### Records to process

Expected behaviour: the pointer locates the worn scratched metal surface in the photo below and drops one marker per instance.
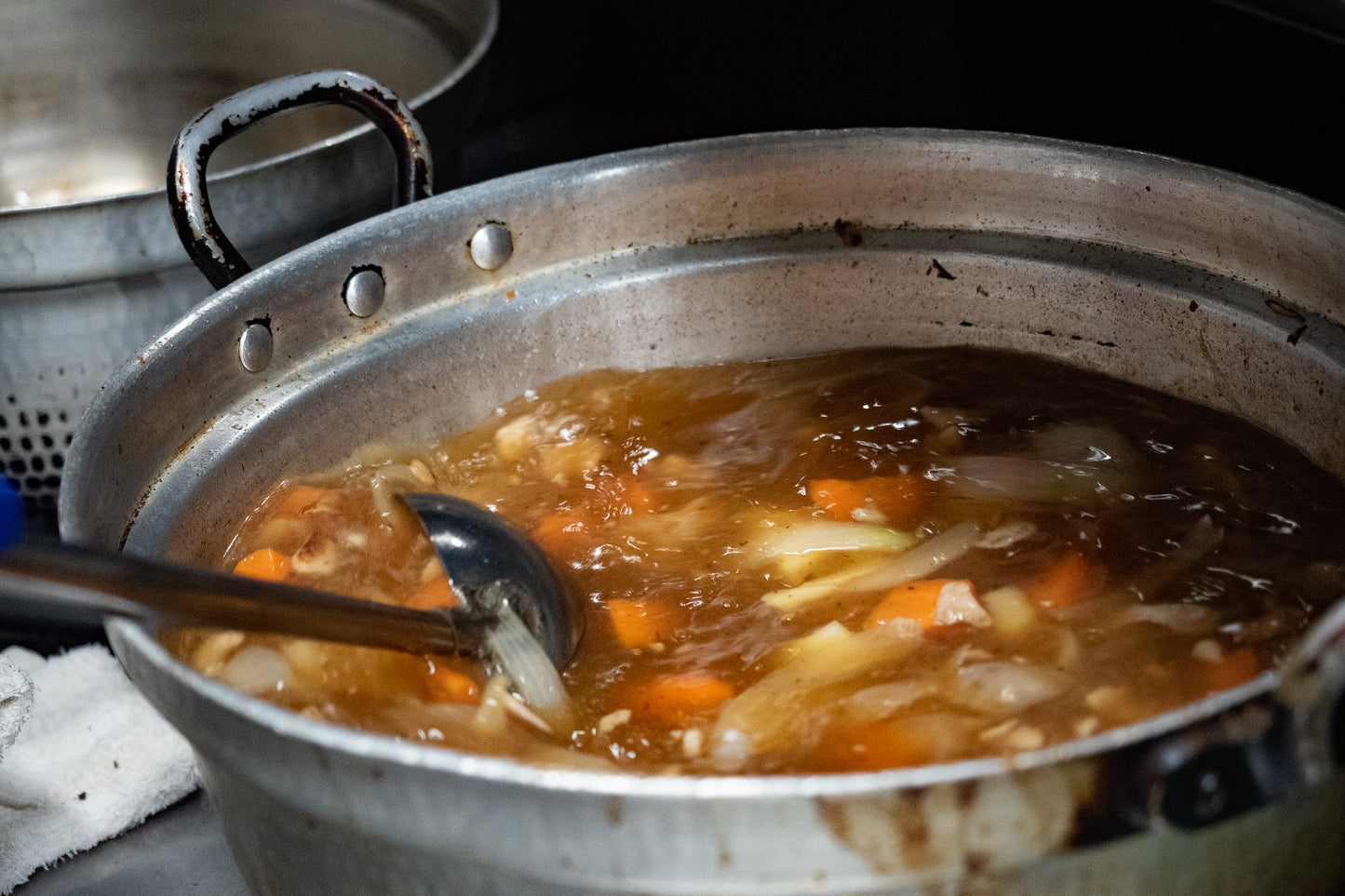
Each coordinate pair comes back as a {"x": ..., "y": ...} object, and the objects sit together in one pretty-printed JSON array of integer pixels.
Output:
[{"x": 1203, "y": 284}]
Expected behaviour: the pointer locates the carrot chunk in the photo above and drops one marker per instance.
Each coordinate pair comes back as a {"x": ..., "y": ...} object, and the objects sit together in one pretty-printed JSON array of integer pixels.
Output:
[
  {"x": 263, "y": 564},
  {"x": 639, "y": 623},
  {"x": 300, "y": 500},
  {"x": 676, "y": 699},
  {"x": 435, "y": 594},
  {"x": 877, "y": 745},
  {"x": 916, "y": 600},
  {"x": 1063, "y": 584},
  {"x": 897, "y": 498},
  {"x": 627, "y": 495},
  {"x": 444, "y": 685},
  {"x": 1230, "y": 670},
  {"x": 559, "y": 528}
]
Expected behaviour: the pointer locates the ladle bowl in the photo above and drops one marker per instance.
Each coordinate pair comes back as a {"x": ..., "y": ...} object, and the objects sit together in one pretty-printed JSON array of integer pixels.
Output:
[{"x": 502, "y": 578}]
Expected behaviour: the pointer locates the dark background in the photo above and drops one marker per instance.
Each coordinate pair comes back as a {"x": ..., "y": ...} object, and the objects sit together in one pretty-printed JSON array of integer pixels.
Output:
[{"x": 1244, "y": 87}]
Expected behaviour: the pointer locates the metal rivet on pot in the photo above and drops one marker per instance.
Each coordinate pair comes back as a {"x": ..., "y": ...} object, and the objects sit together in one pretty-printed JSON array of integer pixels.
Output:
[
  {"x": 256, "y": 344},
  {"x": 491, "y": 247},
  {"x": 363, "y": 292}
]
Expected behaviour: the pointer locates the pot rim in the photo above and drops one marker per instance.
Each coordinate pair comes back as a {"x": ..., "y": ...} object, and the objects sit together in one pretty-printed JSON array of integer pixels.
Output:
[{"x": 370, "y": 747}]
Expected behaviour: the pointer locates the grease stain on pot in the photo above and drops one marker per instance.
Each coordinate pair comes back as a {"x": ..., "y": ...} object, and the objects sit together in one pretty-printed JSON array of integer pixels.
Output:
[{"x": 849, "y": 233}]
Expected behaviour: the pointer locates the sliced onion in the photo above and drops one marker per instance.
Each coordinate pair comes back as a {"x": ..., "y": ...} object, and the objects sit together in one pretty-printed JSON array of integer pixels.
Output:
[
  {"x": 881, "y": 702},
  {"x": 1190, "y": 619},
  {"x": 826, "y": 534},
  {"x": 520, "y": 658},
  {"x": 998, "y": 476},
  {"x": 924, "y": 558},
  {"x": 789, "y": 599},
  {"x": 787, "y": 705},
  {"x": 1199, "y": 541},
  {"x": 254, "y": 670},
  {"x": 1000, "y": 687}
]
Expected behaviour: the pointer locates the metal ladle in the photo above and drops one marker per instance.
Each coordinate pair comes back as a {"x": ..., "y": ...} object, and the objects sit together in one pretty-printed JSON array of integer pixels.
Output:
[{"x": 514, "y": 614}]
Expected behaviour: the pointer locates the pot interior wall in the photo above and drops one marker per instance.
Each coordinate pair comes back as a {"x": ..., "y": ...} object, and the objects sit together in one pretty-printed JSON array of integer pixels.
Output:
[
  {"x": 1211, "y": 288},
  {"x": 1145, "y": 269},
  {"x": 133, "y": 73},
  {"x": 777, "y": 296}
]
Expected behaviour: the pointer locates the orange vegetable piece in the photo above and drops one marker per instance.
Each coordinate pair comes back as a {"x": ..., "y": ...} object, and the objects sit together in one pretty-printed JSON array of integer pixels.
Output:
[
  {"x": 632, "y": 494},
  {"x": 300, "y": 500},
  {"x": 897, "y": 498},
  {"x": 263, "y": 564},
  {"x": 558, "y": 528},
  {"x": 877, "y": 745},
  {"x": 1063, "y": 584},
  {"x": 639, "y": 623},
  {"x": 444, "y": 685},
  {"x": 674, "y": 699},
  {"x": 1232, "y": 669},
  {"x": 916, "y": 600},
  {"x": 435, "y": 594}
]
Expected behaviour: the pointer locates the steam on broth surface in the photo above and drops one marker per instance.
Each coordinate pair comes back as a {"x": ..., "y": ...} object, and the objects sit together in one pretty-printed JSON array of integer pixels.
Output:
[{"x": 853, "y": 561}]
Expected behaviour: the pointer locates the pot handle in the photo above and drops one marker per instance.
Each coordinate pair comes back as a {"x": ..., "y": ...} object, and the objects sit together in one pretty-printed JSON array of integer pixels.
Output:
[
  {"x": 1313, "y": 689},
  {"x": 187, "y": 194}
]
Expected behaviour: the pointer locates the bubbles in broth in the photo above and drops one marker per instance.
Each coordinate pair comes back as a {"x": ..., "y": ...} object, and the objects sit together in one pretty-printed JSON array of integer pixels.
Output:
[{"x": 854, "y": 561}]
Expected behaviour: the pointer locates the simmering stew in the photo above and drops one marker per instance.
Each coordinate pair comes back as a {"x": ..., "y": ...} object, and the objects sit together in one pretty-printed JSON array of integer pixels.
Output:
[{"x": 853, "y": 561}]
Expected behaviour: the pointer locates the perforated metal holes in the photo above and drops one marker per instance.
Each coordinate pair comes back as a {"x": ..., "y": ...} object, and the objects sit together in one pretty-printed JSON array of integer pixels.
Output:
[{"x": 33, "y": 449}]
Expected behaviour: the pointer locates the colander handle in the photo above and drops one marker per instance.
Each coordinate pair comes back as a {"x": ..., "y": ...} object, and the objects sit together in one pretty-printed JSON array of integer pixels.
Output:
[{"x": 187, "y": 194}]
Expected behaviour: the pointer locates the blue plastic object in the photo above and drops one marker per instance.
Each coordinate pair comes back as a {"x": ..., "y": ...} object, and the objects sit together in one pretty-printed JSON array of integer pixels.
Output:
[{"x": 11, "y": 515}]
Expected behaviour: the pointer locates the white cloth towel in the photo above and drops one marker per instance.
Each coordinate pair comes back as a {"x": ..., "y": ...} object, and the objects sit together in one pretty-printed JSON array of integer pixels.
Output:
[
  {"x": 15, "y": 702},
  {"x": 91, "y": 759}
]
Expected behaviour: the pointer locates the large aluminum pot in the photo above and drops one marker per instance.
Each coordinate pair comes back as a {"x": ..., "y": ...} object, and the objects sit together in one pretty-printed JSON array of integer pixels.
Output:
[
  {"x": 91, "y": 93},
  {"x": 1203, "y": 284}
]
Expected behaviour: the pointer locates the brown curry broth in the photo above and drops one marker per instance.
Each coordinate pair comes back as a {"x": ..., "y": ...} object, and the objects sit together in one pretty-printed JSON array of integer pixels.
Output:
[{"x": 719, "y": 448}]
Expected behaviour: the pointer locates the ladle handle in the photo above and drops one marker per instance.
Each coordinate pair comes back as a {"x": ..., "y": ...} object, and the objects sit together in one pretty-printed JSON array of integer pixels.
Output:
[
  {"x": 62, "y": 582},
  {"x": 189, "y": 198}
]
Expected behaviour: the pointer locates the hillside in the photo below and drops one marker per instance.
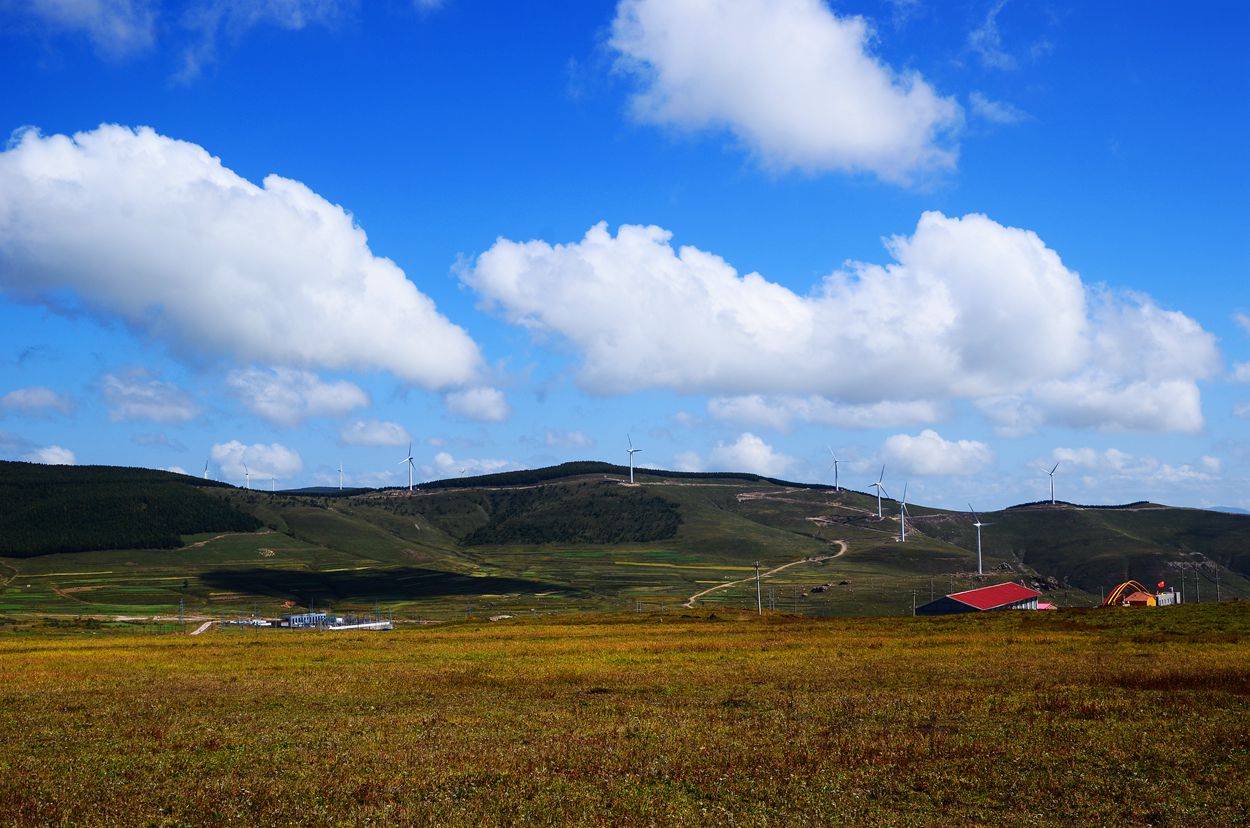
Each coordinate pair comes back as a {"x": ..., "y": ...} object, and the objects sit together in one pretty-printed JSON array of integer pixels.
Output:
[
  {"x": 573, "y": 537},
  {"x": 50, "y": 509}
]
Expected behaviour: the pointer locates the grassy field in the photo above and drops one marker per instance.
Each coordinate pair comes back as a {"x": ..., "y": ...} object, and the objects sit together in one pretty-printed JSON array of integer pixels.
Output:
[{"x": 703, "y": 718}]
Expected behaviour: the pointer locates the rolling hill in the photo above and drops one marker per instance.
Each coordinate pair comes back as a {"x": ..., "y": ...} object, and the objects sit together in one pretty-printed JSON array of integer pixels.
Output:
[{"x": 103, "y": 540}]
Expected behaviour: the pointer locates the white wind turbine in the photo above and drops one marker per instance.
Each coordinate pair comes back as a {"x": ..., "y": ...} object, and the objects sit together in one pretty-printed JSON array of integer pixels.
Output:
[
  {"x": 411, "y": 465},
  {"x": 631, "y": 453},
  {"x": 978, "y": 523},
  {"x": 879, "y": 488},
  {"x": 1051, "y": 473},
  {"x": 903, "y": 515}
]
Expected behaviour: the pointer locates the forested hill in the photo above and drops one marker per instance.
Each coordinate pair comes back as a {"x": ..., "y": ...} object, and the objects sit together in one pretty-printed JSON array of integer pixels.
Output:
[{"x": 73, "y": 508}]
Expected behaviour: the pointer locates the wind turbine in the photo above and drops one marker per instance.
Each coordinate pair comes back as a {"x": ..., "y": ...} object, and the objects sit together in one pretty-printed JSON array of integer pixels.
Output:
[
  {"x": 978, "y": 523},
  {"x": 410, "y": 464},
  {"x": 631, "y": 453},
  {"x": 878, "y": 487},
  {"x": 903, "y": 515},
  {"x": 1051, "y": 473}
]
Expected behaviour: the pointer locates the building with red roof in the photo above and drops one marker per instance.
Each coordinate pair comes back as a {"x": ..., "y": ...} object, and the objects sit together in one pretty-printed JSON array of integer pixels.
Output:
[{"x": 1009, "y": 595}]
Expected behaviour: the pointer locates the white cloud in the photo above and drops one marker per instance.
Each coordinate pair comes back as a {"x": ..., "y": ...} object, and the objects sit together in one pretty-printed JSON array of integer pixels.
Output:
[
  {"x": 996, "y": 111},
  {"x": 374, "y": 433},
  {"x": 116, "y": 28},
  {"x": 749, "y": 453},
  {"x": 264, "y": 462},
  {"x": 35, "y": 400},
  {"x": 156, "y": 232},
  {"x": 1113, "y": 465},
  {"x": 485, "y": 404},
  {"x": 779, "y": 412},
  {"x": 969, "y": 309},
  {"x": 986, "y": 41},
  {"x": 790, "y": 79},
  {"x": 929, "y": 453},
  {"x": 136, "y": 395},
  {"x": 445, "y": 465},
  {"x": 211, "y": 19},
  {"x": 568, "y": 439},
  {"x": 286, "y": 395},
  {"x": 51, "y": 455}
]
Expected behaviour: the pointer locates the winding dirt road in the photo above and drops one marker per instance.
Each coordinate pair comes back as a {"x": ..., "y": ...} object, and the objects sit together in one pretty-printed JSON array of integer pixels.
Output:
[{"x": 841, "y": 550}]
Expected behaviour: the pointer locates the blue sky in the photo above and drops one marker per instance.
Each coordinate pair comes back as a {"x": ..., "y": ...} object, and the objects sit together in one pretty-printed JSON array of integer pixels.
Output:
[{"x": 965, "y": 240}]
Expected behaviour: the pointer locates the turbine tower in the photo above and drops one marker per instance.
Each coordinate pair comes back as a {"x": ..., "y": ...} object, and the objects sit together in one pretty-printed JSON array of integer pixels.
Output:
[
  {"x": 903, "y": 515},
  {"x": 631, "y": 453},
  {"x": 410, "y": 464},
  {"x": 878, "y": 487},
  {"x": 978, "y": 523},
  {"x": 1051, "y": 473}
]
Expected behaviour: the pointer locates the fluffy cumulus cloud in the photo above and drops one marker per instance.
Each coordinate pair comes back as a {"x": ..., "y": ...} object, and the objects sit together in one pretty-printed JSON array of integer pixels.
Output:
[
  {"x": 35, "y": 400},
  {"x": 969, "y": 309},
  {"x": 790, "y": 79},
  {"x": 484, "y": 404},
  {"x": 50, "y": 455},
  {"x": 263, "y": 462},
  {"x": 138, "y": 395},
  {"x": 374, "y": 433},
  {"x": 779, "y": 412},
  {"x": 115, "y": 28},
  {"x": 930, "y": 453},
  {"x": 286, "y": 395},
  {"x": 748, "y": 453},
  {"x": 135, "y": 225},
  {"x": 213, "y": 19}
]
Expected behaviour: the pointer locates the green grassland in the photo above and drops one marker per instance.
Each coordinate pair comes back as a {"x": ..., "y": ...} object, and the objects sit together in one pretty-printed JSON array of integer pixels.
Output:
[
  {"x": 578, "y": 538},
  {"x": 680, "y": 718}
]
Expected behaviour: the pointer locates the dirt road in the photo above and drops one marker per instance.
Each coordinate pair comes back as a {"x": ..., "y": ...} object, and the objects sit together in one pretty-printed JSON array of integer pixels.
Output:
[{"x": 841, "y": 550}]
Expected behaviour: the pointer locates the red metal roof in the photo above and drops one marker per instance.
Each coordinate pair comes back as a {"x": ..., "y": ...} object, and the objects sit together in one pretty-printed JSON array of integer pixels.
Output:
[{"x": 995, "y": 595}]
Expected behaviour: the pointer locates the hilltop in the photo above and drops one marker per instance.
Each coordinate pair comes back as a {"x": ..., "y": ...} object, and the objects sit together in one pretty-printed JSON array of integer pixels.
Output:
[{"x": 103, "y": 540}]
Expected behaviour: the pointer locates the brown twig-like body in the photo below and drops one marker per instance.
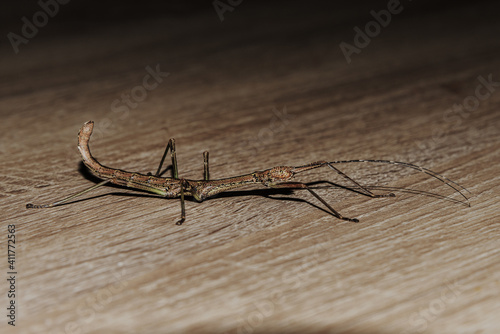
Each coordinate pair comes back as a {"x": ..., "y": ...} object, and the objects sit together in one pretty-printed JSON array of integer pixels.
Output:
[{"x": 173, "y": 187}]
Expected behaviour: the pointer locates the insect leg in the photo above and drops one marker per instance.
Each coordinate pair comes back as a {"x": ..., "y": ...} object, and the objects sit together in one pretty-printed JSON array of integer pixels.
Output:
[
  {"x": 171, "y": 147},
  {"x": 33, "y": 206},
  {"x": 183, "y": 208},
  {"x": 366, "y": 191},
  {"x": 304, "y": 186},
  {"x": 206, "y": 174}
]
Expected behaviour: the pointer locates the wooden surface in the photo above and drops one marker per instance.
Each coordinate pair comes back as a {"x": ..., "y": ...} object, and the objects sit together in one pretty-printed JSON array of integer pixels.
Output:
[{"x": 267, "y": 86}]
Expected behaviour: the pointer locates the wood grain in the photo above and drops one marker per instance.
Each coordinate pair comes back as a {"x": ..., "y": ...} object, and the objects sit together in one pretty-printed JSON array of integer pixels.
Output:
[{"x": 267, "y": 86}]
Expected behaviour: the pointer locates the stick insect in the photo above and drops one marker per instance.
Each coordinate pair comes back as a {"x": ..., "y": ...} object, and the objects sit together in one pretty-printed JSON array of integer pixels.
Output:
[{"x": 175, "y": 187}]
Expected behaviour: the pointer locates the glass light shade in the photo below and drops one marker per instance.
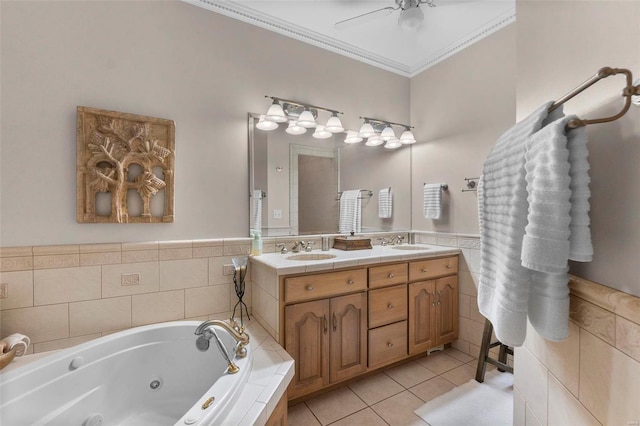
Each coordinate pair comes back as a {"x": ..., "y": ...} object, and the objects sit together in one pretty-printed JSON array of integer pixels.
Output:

### Exercise requirements
Nothing but the lines from the line containing "Expected behaviour: the pointer locates the wood grain" through the last line of the material may be output, and they must be copied exactly, without pictures.

### Answer to this exercise
Expected behaviour: the pointer locates the wood grain in the photo above and drops one marker per instance.
Each coordinate pair comes back as a {"x": ..., "y": ...} object, and the objects sit together in one pretty-printed JSON array of integer pixels.
Output:
[{"x": 267, "y": 86}]
Expected behaviour: the pointer locates the stick insect in the photo above and drops one marker per instance.
Each coordinate pair comes back as a {"x": ..., "y": ...} object, and the objects sit together in one pretty-printed JSON array of integer pixels.
Output:
[{"x": 175, "y": 187}]
Expected behaviour: the pointer locates the glass light shade in the photo below and drops one marker per instance.
Each coordinate pair comes back as a {"x": ..., "y": ...} object, and the objects sit together in one pretty-printed JSON array of integer pixels.
Output:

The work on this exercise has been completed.